(Referring expression data)
──────

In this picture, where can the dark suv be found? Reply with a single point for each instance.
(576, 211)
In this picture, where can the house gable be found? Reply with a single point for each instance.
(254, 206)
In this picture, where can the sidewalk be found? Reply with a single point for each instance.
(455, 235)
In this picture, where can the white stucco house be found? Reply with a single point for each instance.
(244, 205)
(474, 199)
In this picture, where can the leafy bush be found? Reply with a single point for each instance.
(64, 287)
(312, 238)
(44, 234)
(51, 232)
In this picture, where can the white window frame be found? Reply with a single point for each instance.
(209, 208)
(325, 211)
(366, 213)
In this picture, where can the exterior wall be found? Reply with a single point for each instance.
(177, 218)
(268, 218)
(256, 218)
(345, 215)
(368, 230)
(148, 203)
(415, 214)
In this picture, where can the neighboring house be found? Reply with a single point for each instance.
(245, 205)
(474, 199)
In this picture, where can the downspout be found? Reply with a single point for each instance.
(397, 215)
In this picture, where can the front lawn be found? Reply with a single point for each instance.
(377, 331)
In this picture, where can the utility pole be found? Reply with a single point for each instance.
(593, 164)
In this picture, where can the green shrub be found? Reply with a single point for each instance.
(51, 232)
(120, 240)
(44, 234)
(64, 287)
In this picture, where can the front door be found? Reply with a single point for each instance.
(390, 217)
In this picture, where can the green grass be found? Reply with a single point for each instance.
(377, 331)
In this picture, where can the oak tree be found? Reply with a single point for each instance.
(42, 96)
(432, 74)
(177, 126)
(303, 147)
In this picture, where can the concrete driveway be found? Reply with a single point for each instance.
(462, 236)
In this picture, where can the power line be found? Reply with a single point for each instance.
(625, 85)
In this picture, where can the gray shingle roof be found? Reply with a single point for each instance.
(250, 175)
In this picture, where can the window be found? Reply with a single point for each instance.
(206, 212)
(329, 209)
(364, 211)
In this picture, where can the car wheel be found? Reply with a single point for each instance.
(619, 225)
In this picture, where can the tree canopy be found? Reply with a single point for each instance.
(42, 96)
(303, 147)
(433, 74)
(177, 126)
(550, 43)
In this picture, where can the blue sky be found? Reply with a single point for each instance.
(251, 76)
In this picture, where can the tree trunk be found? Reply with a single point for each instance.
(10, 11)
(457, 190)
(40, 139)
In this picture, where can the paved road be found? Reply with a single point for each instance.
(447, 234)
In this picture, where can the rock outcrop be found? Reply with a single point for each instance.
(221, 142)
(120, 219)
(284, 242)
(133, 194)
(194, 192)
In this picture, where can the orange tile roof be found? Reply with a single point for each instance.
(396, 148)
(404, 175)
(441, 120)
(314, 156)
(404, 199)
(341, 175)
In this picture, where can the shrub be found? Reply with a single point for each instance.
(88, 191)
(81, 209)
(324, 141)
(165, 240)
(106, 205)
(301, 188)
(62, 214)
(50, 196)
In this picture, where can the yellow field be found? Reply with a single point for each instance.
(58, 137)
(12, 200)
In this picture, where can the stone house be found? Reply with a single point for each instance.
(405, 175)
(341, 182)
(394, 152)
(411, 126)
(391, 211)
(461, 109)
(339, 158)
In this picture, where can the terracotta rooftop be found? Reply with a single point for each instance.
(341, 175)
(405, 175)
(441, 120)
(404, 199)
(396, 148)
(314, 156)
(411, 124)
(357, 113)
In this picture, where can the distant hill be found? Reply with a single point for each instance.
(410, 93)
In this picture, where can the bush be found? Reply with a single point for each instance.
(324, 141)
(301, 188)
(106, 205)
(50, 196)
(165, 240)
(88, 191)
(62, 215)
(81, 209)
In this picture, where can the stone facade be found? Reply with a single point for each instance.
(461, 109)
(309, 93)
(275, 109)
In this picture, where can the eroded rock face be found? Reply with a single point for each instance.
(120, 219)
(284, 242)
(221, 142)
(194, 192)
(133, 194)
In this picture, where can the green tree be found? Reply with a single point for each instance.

──────

▶ Aim of the exercise: The expected result is an exact transcription of the lines from the one containing "In this picture, where can the bush" through the end of the records above; please include both ends.

▶ Answer to this exercise:
In this picture, where can the bush be found? Reply with a single point for each instance.
(324, 141)
(301, 188)
(106, 205)
(50, 196)
(165, 240)
(88, 191)
(62, 215)
(81, 209)
In this picture, where can the stone facade be found? Reply with a single point for each instance.
(461, 109)
(309, 93)
(275, 109)
In this picture, where can the eroded rock face be found? Reply with a single point for each instance.
(120, 219)
(284, 242)
(221, 142)
(194, 192)
(133, 194)
In this picture, where can the green tree be found? Reply with a single point for each instance.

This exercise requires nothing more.